* TASK OBJECTIVE
Edit the health care reform op-ed, starting at "An awful smell" and ending at "a gangrenous foot.", so that "holding their nose" is replaced with "covering their faces".

* EXTRACT
....................
An awful smell coming from Washington
Yes, the health care reform bill stinks. It smells to high heaven right now. It's just plain awful, and everyone near it is holding their nose and breathing through their mouths. Including the health care types, who don't even wince at the blast of a melanic stool or the stench of a gangrenous foot.
It's really bad, that thing they are cooking up in Washington. They've tossed out all of the fresh ingredients like the public option, and thrown in some seriously unhealthy stuff -- like an individual mandate to buy health insurance.
It reeks, indeed, but it's the only meal we're going to get served this year, or even this decade. And we're just going to have to swallow the swill that Joe Lieberman is dishing up if we want to have any hope of making a better health care system.
The Senate bill is undesirable for sure, but the status quo is worse. The status quo allows insurance companies to dump patients the moment they get sick. It allows insurance companies to stop paying out when patients cost them too much (and they get to define what "too much" is). And those are the people who can even get insurance -- those with pre-existing conditions are deemed Untouchables by the insurance industry.
Those are the options we face right now: reform that applies a few more patches around the edges and doesn't do much to fundamentally alter the system, or a status quo that lets 18,000 people die every year because they don't fit into the for-profit business model of insurance.
Pretty grim choices.
On one hand, we have the party that is a herd of cats. And on the other we have the Party of No! But remember, only one side is even offering a choice, even attempting to address the problems. To switch metaphors for a moment, at least the Dems are on their feet and stumbling around (occasionally even in the right direction). The GOP is plain passed out in the gutter. The GOP's hope for coming out ahead on this is that the Dems stumble into the path of an on-coming car. It's hard to describe either image as "leadership", but I'll side with the guy on his feet -- he at least has a chance of getting home.
As a physician, I know that it takes a long time and hard work for patients to take control of their illnesses and move to better health. And through every long change process, there are set backs and moments when it feels like things will never get better.
As doctors, we work with our patients through the hard times, and help them take the small steps that lead to health. We help them through the tough patches, but we don't abandon them when they have set-backs. We are partners with our patients through the whole process.
Our health care system has been seriously ill for a long time. It will take a long time to bring it back to health. We of all people should know that there isn't a magic pill that will cure all ills overnight. Our health care system has a chronic disease, that has to be overcome in small bits, day by day, through a life-long process. There is no magic solution to making our health care system better - only hard work and thoughtful effort.
Right now, we have a key moment to make critical decisions that will make the health care system better. Not every decision will be for the best, but we need to stick with our "patient" to help guide it through the long-term reform process: legislation, regulatory process, state-level responses, etc.
There have certainly been set-backs during this reform process, but we need to stay with the process and help guide the reforms, now and in the future. Our patient will not always make the best decisions - we need recognize that. And while we may not agree with those decisions, now is a critical time for us to be engaged and to continue providing our recommendations.
We need the Senate to pass something (anything!), so that we have a starting point for the debate in the conference committee. "Starting over now" will lead to a certain death - we'd be starting in a weaker place than where we were after Obama's election. This is our chance to any reform in this decade: insurance reforms, coverage expansion, malpractice models and payment reform ... all are necessary and better than than the status quo. We need to make this a victory, and use it as momentum for the next steps. Otherwise, we'll have more of the same: rapid cost increases, less insurance coverage, and more medical bankruptcies.
That smell from DC is foul, rank and nauseating. But it's better than the rotten, spoiled gruel we're eating right now.
....................
(Region pointing records)
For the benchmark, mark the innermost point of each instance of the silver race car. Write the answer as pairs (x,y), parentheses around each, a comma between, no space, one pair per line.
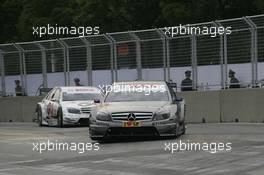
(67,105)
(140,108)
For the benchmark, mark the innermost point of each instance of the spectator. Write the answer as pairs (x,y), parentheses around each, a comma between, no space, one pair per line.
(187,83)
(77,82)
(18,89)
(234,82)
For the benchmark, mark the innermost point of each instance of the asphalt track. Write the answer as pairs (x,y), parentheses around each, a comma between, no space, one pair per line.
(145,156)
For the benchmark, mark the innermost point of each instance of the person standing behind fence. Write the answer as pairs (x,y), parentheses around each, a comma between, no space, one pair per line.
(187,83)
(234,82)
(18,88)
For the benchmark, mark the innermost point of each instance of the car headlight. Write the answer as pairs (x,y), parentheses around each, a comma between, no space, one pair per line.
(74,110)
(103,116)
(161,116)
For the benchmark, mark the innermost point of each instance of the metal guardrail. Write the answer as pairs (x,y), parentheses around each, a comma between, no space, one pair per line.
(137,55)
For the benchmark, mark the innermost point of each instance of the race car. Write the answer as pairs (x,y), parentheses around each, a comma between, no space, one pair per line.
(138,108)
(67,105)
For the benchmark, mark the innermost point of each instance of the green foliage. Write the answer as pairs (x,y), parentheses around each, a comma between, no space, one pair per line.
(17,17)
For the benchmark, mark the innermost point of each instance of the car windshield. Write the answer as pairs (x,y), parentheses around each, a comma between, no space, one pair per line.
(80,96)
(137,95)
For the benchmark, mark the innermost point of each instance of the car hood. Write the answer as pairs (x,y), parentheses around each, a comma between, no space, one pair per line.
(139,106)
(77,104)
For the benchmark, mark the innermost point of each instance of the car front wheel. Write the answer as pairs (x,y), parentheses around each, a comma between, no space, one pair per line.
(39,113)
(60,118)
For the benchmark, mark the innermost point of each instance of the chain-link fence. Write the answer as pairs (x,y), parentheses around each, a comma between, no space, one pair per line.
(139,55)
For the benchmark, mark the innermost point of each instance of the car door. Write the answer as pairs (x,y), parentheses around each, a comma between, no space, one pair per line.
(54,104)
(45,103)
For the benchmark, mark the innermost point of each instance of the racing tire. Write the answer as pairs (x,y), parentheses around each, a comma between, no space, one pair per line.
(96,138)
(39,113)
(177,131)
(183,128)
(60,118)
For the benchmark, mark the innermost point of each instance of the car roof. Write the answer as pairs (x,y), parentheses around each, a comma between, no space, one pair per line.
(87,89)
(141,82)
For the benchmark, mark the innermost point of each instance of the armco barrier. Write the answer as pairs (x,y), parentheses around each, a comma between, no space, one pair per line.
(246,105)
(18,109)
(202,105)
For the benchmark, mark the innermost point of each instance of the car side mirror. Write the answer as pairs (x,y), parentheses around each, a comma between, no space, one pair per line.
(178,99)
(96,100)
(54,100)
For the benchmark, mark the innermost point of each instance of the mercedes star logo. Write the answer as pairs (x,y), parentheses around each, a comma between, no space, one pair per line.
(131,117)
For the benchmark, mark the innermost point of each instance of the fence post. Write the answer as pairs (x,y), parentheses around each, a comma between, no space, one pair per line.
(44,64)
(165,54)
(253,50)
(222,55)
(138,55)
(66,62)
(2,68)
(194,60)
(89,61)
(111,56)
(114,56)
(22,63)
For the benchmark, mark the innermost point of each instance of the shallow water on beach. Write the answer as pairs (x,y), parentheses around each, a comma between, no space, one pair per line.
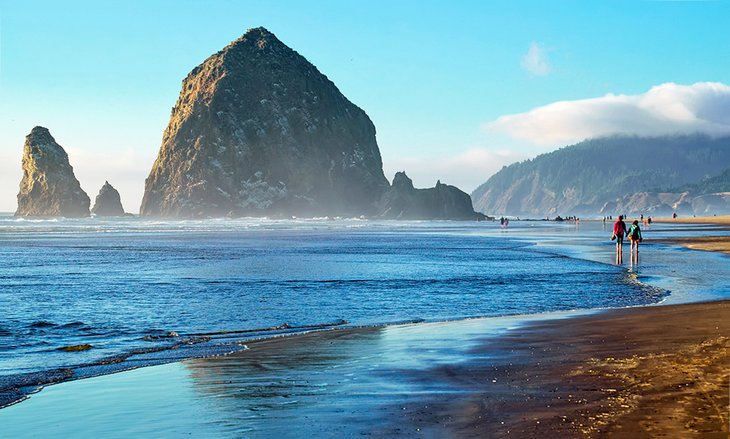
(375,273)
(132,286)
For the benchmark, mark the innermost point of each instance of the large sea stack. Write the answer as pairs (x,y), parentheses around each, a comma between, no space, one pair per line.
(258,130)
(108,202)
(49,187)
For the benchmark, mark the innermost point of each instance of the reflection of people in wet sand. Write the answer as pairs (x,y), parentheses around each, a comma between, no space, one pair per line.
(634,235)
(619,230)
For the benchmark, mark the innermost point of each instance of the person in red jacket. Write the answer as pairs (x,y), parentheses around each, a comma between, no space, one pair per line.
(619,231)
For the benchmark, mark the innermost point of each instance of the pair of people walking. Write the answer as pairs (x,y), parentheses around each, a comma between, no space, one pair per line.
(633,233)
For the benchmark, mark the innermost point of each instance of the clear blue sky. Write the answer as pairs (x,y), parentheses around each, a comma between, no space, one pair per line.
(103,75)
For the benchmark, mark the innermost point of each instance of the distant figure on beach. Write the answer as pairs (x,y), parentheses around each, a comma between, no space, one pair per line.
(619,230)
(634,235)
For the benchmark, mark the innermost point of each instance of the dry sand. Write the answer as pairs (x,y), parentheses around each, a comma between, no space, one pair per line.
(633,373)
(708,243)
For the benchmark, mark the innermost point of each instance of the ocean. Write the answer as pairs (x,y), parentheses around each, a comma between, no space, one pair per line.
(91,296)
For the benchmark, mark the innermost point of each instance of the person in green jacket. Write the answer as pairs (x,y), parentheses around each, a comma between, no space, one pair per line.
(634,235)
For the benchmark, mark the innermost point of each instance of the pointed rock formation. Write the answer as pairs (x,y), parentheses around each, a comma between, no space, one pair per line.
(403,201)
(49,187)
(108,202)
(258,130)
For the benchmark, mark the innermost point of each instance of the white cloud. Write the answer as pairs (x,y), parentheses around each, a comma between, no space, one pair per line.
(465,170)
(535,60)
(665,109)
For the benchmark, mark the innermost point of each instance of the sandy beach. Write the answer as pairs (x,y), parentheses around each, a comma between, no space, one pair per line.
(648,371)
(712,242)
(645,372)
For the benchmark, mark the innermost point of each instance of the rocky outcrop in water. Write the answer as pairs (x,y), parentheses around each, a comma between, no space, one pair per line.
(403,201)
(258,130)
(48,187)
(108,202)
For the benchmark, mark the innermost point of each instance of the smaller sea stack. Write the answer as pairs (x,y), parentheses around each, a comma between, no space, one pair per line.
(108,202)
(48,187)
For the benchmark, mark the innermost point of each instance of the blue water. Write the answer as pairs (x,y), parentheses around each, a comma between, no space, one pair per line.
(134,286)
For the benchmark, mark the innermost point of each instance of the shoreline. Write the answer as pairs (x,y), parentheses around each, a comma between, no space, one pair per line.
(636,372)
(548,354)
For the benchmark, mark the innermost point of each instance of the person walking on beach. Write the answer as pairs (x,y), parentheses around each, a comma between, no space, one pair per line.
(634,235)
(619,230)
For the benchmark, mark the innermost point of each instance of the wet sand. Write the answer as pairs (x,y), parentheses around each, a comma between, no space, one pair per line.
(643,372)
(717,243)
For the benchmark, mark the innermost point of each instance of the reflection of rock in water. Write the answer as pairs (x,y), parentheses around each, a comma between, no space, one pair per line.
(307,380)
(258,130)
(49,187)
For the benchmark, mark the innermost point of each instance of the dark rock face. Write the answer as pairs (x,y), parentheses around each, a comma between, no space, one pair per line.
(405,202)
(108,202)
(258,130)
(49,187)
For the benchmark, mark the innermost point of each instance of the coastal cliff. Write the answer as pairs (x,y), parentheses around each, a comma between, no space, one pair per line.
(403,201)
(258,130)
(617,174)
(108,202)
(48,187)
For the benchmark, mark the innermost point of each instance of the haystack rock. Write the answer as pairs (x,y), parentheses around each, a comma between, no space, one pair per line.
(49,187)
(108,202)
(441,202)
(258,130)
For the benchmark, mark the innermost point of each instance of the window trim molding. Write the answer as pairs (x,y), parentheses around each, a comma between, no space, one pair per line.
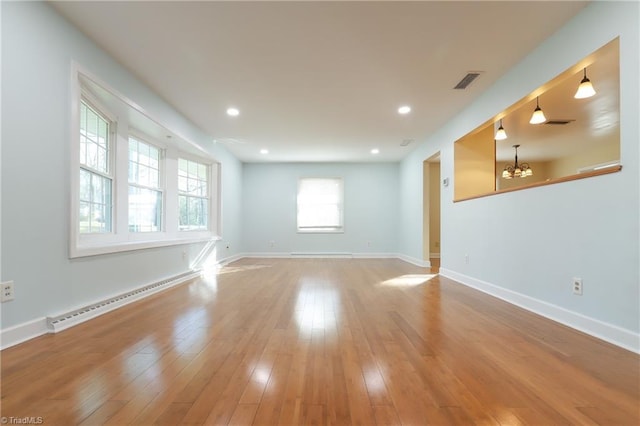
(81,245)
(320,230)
....................
* TASK RESPONSE
An awful smell coming from Washington
Yes, the health care reform bill stinks. It smells to high heaven right now. It's just plain awful, and everyone near it is covering their faces and breathing through their mouths. Including the health care types, who don't even wince at the blast of a melanic stool or the stench of a gangrenous foot.